Written task
Transcribe the entries below exactly.

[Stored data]
* * * * *

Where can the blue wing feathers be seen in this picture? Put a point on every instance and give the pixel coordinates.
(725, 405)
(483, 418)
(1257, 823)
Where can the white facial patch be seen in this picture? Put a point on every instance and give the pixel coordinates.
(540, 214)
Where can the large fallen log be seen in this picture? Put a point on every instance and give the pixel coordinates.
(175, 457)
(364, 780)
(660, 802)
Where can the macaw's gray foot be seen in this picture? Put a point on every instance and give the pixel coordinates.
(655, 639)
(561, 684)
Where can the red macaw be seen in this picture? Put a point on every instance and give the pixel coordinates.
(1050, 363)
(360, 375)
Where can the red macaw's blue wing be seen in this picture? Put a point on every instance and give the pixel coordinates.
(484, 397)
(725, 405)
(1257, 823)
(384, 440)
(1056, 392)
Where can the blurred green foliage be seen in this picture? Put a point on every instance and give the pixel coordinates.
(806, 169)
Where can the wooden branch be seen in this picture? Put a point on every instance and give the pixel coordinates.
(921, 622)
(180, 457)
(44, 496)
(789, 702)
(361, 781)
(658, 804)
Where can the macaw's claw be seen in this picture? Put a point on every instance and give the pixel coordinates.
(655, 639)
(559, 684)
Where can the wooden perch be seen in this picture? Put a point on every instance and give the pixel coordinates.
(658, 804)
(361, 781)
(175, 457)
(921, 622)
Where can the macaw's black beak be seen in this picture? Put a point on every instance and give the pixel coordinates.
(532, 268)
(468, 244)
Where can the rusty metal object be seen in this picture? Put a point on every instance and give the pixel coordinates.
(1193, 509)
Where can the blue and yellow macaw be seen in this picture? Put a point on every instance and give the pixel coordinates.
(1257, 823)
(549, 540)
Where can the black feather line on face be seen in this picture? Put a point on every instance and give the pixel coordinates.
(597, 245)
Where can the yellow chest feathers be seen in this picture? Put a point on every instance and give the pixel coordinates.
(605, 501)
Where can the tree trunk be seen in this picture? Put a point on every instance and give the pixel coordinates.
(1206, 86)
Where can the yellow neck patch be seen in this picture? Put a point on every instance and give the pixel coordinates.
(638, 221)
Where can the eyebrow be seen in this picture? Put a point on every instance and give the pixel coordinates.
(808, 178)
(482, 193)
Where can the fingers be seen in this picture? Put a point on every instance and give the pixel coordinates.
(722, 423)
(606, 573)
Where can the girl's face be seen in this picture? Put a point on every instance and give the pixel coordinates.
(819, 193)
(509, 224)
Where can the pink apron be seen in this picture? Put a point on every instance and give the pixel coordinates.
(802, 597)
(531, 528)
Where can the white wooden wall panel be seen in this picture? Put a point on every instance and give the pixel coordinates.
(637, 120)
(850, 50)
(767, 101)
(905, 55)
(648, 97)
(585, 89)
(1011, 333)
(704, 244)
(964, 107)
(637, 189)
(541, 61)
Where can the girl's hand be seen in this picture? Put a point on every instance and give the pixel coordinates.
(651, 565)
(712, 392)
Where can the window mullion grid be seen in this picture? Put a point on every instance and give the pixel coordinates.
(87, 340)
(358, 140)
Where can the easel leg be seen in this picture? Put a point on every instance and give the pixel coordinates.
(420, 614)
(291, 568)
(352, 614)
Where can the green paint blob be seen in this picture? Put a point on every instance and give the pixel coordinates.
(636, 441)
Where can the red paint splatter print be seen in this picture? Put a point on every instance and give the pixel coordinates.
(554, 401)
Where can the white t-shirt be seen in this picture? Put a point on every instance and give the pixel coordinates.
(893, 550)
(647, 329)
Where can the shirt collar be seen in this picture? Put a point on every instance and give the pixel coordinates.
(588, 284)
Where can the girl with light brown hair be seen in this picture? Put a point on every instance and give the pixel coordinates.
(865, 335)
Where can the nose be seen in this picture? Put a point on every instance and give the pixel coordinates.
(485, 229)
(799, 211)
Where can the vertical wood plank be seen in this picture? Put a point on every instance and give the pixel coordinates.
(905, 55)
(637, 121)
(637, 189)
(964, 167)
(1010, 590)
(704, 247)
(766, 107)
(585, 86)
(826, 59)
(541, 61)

* * * * *

Full solution
Where can the blue wing feathers be seen in this picture? Put a point on every instance and give the pixel coordinates.
(725, 405)
(483, 418)
(1257, 823)
Where can the white facial patch be seen in this picture? Put a point on every instance and give the pixel coordinates.
(540, 214)
Where can the large fallen log be seen in this picture? Put a point on every instance and give the pixel coordinates.
(175, 457)
(364, 780)
(660, 802)
Where can the macaw's gray foot be seen in this picture? Put a point on every instance and give the pixel coordinates.
(655, 639)
(561, 684)
Where can the red macaw be seen in this picture? Put a point on every instance and give the pixel coordinates.
(1050, 363)
(360, 375)
Where can the red macaw's blue wing be seen in this picture? Put a point on every instance and give the pixel coordinates.
(484, 397)
(725, 405)
(1257, 823)
(384, 440)
(1056, 392)
Where can the blurred green foliage be seen in this picture? Put a point on every instance and give the pixel coordinates.
(806, 169)
Where can the wooden branch be seen in this picture? Put a point on every instance and give the pixel coordinates.
(921, 622)
(180, 457)
(44, 496)
(789, 702)
(361, 781)
(658, 804)
Where can the macaw's claw be seen in this picture? Put a point on every instance and give the pixel coordinates.
(655, 639)
(559, 684)
Where can the wooden perch be seen in this picture? Put a point on every instance and give the pixel coordinates.
(658, 804)
(361, 781)
(175, 457)
(921, 622)
Where can the macaw's black beak be seen in this picture? Put a point on every instance and give the pixel coordinates.
(532, 268)
(468, 244)
Where can the rusty metal object be seen in this picture? Put a point on every instance and give the pixel coordinates.
(1193, 509)
Where can the blue and yellow macaw be seen in this picture? Put a point on every instance and give the pixel coordinates.
(1257, 823)
(549, 540)
Where can the black feather line on face be seen in this picture? Put a point on every instance and give the pixel coordinates.
(597, 245)
Where can the yellow chest feathers be seen in this picture? Put a point on every instance and give the pixel coordinates.
(605, 501)
Where can the tree trunk be seen in this picture? Put a point on every instance and give the pixel coordinates.
(1206, 86)
Where can the yellow neck patch be seen in this picture? Put a point on every instance and give the pixel coordinates.
(638, 221)
Where can the eyebrow be seen in this picture? Put a point on every instance and give the pixel coordinates.
(808, 178)
(482, 193)
Where can the fingers be seen in this picture? Put a point on every instance and give the pixel coordinates.
(722, 423)
(606, 573)
Where can the girl's face be seen in this picture? Put a point on every instance and give the pixel coordinates.
(819, 193)
(509, 224)
Where can the pink apron be seen in this picture? Put a point on every instance and give the pixel coordinates.
(802, 597)
(531, 528)
Where can the white wooden wall panel be seen in this picture? Put a point on every instance and give the pixel coordinates.
(637, 120)
(850, 50)
(767, 101)
(905, 55)
(648, 97)
(585, 89)
(1011, 333)
(704, 244)
(964, 107)
(637, 189)
(541, 61)
Where can the girl's hand be seen in this picture? Put a point on every instance and give the pixel coordinates.
(651, 565)
(712, 392)
Where can the window mullion grid be seen in this picture? Put a point on every instance and give the pixel coordinates.
(87, 340)
(358, 140)
Where can the easel leg be seen in this picture? Put a point on every instance and give the pixel coordinates.
(420, 614)
(291, 568)
(352, 614)
Where can the green paint blob be seen in this picture? Put a point on every instance and give the pixel coordinates.
(636, 441)
Where can the red paint splatter print be seen in this picture? Put a point on every instance and give the pixel coordinates.
(554, 401)
Where can the white t-shirt be seen in this picture? Put a point on every instance and give the pixel coordinates.
(893, 550)
(647, 329)
Where can the shirt collar be seen in this picture? Put a point on every instance and give the pixel coordinates.
(588, 284)
Where can the girl with light brown hair be seen in this picture? Put a point on every instance and give the pixel coordinates.
(865, 335)
Where can the nose be seen in this picture? Put a point on every instance and give the pixel coordinates.
(485, 229)
(799, 211)
Where can the vertical wood plank be seen in this picture? Put a point on every instance and give the pixel coordinates.
(905, 55)
(637, 121)
(637, 189)
(964, 167)
(1010, 590)
(704, 247)
(766, 107)
(585, 86)
(826, 59)
(541, 61)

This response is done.